### Document section:
▬▬▬▬▬▬▬▬▬▬
Oral Lactate Administration Additively Enhances Endurance Training-Induced Increase in Cytochrome C Oxidase Activity in Mouse Soleus Muscle

Abstract

We tested the hypothesis that oral lactate supplementation increases mitochondrial enzyme activity given the potential role of lactate for inducing mitochondrial biogenesis. In this study, mice were assigned to a saline-ingested sedentary group (S+S; n = 8), a lactate-ingested sedentary group (L+S; n = 9), a saline-ingested training group (S+T; n = 8), and a lactate-ingested training group (L+T; n = 8). Mice in the S+S and S+T groups received saline, whereas mice in the L+S and L+T groups received sodium lactate (equivalent to 5 g/kg of body weight) via oral gavage 5 days a week for 4 weeks. At 30 min after the ingestion, mice in the S+T and L+T groups performed endurance training (treadmill running, 20 m/min, 30 min, 5 days/week). At 30 min after lactate ingestion, the blood lactate level reached peak value (5.8 ± 0.4 mmol/L) in the L+S group. Immediately after the exercise, blood lactate level was significantly higher in the L+T group (9.3 ± 0.9 mmol/L) than in the S+T group (2.7 ± 0.3 mmol/L) (p < 0.01). Following a 4-week training period, a main effect of endurance training was observed in maximal citrate synthase (CS) (p < 0.01; S+T: 117 ± 3% relative to S+S, L+T: 110 ± 3%) and cytochrome c oxidase (COX) activities (p < 0.01; S+T: 126 ± 4%, L+T: 121 ± 4%) in the plantaris muscle. Similarly, there was a main effect of endurance training in maximal CS (p < 0.01; S+T: 105 ± 3%, L+T: 115 ± 2%) and COX activities (p < 0.01; S+T: 113 ± 3%, L+T: 122 ± 3%) in the soleus muscle. In addition, a main effect of oral lactate ingestion was found in maximal COX activity in the soleus (p < 0.05; L+S: 109 ± 3%, L+T: 122 ± 3%) and heart muscles (p < 0.05; L+S: 107 ± 3%, L+T: 107 ± 2.0%), but not in the plantaris muscle. Our results suggest that lactate supplementation may be beneficial for increasing mitochondrial enzyme activity in oxidative phenotype muscle.
▬▬▬▬▬▬▬▬▬▬
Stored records
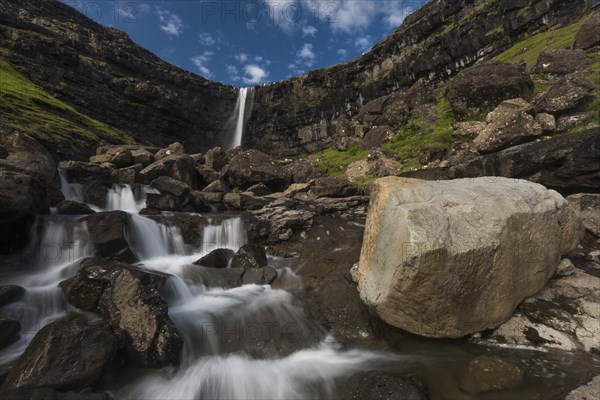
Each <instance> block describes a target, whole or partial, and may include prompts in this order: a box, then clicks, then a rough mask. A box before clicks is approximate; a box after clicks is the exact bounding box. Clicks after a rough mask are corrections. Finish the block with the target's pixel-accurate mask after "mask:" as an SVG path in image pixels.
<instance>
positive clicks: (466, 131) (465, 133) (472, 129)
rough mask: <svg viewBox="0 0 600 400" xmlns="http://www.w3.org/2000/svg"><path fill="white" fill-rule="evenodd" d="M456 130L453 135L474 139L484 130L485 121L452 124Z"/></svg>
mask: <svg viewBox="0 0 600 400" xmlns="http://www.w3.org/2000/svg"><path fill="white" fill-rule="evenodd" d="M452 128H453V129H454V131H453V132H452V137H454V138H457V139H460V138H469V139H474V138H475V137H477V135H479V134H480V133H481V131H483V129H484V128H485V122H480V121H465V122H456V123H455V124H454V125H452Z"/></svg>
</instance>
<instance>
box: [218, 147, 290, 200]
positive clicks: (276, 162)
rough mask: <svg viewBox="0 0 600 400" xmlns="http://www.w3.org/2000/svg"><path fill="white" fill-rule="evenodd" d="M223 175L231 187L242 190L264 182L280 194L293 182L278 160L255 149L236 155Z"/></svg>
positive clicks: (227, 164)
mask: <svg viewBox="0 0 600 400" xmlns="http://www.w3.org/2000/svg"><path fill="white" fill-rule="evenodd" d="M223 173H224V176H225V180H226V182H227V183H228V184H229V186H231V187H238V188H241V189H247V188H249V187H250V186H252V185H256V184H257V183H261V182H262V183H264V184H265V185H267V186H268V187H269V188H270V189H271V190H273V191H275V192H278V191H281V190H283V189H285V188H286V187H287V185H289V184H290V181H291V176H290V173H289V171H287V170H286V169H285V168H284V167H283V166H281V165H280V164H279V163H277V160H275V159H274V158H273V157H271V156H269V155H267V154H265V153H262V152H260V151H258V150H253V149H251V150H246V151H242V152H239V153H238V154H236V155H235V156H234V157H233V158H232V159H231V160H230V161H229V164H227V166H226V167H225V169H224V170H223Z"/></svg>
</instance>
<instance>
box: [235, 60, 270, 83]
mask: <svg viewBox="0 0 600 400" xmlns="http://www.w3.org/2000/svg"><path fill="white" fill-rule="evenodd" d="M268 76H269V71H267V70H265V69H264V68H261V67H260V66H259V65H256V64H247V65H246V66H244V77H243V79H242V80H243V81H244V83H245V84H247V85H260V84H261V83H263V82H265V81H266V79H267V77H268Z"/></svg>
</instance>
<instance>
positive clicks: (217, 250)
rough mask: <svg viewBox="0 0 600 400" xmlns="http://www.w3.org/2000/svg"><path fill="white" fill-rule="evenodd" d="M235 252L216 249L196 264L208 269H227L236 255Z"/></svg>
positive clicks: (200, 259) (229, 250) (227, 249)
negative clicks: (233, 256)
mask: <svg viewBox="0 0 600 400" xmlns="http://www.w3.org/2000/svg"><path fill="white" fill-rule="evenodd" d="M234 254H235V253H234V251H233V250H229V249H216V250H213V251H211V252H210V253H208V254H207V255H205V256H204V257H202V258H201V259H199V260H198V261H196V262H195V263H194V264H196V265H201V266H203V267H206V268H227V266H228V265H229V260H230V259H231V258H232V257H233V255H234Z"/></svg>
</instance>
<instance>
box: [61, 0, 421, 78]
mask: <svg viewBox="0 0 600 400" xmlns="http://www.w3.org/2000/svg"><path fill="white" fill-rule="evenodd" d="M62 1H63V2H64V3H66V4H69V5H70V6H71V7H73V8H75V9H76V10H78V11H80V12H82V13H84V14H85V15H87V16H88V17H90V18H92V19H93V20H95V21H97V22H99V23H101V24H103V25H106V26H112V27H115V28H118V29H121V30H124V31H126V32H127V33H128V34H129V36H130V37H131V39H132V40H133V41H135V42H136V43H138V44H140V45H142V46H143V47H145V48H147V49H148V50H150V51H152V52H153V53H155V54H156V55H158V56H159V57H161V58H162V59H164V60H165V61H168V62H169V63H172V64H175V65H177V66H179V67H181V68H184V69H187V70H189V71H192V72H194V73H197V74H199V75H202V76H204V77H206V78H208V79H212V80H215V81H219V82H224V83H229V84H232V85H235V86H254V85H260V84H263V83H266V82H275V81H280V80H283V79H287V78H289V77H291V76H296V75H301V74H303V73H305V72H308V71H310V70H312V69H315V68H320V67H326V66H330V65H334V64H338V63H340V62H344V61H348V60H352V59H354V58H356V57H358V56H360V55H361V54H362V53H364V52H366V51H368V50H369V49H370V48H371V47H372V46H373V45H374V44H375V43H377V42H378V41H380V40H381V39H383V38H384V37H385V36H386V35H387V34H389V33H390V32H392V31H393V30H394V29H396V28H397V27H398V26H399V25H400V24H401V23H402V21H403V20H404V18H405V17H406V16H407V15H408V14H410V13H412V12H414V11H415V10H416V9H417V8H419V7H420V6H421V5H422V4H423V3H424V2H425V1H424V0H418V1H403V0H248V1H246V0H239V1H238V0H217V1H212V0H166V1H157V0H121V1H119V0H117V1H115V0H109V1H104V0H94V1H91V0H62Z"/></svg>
▬▬▬▬▬▬▬▬▬▬
### Work order 1:
Rewrite the paragraph of the lactate study abstract that begins "We tested the hypothesis" as a shorter bulleted list, keeping its main facts.
### Work order 2:
Take the lactate supplementation text further, starting right after its last sentence.
The records have no connection to the lactate study text.

### Your response 1:
- Hypothesis: oral lactate supplementation increases mitochondrial enzyme activity, since lactate may induce mitochondrial biogenesis.
- Groups: saline sedentary (S+S, n = 8), lactate sedentary (L+S, n = 9), saline training (S+T, n = 8), lactate training (L+T, n = 8).
- Treatment: saline or sodium lactate (5 g/kg body weight) by oral gavage, 5 days a week for 4 weeks. The training groups ran on a treadmill (20 m/min, 30 min) 30 min after ingestion.
- Blood lactate: it peaked at 5.8 ± 0.4 mmol/L 30 min after ingestion in L+S. After exercise it was significantly higher in L+T (9.3 ± 0.9 mmol/L) than in S+T (2.7 ± 0.3 mmol/L) (p < 0.01).
- Training effect: training raised maximal CS and COX activities in both the plantaris and soleus muscles (p < 0.01).
- Lactate effect: lactate raised maximal COX activity in the soleus and heart muscles (p < 0.05) but not in the plantaris.
- Conclusion: lactate supplementation may help increase mitochondrial enzyme activity in oxidative phenotype muscle.

### Your response 2:
Keywords: lactate; mitochondria; monocarboxylate transporter; skeletal muscle.

Figure 1

Blood lactate concentration following lactate ingestion during sedentary period (A). Blood lactate concentration immediately after the exercise (B). Data are presented as means ± SEM (n = 8).

Figure 2

Maximal activities of CS (A, C, E) and COX (B, D, F) in the plantaris muscle (A, B), the soleus muscle (C, D), and the heart muscle (E, F) following 4-week lactate ingestion. Data are presented as means ± SEM (n = 8–9). ** p < 0.01: main effect of endurance training. ^† p < 0.05: main effect of lactate ingestion.

Figure 3

Protein contents of MCT1 (A, C) and MCT4 (B, D) in the plantaris muscle (A, B) and the soleus muscle (C, D) following 4-week lactate ingestion. Data are presented as means ± SEM (n = 8–9). * p < 0.05: main effect of endurance training.

Figure 4

Phosphorylation of intramuscular signaling kinases in the plantaris 60 min after lactate ingestion (i.e., immediately after the exercise). Data are presented as means ± SEM (n = 8). * p < 0.05, ** p < 0.01: main effect of endurance exercise.

Figure 5

Phosphorylation of intramuscular signaling kinases in the soleus muscle 60 min after lactate ingestion (i.e., immediately after exercise). Data are presented as means ± SEM (n = 8). * p < 0.05, ** p < 0.01: main effect of endurance exercise.